Selected passage -

The US Federal Reserve and the Bank of England officials speaking
New York Fed President John Williams said in a speech at the Economic Club of New York on March 6:
- "Slower growth isn’t necessarily cause for alarm" but instead a "new normal" we should expect.
- From a monetary policy perspective, the US economy is about as good as it gets.
- Fed can afford to be flexible and wait for data to guide our approach.
- I expect the growth to slow to about 2% this year.
- The outlook in Europe and China has become less bright, with a downgrade to European outlook "notable".
- Tightening of financial conditions in 2018 will restrain consumer, business spending in 2019.
- The US economy has a strong labor market, moderate growth, no sign of significant inflation pressure.
- My view is we’re not seeing signs of the scarcity of reserves needed to conduct monetary policy.

Material shown -
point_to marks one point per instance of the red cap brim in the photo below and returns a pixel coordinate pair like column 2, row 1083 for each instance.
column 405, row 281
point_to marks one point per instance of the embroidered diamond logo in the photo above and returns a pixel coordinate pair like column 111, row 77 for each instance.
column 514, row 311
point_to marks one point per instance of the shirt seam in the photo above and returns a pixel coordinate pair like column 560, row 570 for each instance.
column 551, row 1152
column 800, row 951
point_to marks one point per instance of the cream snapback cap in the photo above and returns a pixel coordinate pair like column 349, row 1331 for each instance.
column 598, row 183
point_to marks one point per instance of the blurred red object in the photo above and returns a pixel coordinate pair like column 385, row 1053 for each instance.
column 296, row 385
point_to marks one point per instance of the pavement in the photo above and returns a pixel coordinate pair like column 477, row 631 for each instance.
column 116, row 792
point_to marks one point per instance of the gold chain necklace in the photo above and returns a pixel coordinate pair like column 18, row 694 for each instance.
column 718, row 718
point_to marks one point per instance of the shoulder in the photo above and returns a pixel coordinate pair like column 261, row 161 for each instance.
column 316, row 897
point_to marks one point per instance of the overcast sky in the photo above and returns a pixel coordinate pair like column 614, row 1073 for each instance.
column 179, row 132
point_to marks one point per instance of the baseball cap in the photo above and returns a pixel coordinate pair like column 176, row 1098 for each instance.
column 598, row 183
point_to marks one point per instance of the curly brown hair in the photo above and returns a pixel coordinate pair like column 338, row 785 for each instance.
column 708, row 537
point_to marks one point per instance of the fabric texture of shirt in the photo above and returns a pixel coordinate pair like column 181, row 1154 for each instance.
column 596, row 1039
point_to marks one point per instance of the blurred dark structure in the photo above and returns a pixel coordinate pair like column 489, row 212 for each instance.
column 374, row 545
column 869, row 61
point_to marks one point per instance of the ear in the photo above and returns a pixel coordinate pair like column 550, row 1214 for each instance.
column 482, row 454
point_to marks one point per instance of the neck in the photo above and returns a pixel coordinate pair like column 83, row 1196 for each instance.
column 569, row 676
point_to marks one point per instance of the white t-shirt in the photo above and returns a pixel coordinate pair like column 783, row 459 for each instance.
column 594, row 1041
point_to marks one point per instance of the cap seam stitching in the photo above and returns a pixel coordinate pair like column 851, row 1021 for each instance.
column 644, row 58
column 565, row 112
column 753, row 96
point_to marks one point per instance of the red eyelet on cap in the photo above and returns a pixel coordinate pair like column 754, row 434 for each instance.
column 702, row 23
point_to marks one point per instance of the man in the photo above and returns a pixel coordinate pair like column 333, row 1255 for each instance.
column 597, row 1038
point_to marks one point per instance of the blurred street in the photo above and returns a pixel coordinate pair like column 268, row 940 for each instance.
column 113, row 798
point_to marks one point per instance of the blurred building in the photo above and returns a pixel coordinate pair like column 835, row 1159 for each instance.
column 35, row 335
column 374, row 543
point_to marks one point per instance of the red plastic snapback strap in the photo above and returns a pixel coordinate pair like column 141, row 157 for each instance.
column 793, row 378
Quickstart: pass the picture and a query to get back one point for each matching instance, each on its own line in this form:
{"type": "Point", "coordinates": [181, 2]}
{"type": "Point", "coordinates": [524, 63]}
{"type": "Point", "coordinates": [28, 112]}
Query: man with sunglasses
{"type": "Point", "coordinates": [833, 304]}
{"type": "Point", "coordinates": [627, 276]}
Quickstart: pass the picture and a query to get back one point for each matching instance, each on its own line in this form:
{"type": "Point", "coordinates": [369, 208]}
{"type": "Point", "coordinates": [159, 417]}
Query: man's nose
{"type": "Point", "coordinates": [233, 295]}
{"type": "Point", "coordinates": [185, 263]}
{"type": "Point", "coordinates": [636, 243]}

What is asked -
• A. Answer these from the summary of the Williams speech:
(i) Where did Williams give the speech, and on what date?
(ii) What growth rate does he expect for the US economy this year?
(iii) What does he say will restrain consumer and business spending in 2019?
• B. Pick up the summary of the Williams speech and extend it from its final line.
The items play no part in what comes next.

Responses in order -
• A.
(i) At the Economic Club of New York, on March 6.
(ii) About 2%.
(iii) The tightening of financial conditions in 2018.

• B.
- There is no clear answer on the level of reserves Fed will need to conduct monetary policy.
- Interest rates are right where they need to be.
- Inflation risks don't seem to be out there at all right now.
- I don't have a particular lean on where rates should go.
- In a downturn, we could consider quantitative easing, negative rates with cost-benefit tradeoffs of negative rates not as favorable as quantitative easing.
The Bank of England Monetary Policy Committee member Michael Saunders said on March 6:
- It is possible that monetary tightening might be needed in the future, but does not mean we need to tighten now.
- It makes sense to wait and see how Brexit unfolds.
- The UK inflation "reasonably well behaved", growth not strong enough now to create excess demand.
- The policy response to Brexit is not automatic, could be in either direction.
- Effect of the latest BoE rate hikes on households seems much smaller than usual.
- Weaker impact of recent rate rises suggests BOE may need to be more forceful when tightening or loosening policy in the future.
- The link between the Bank rate and changes in household finances less effective when the Bank rate is low.
- Negative interest rates do not really work, quantitative easing offers more scope.
- Gradual tightening does not mean it will be fantastically slow.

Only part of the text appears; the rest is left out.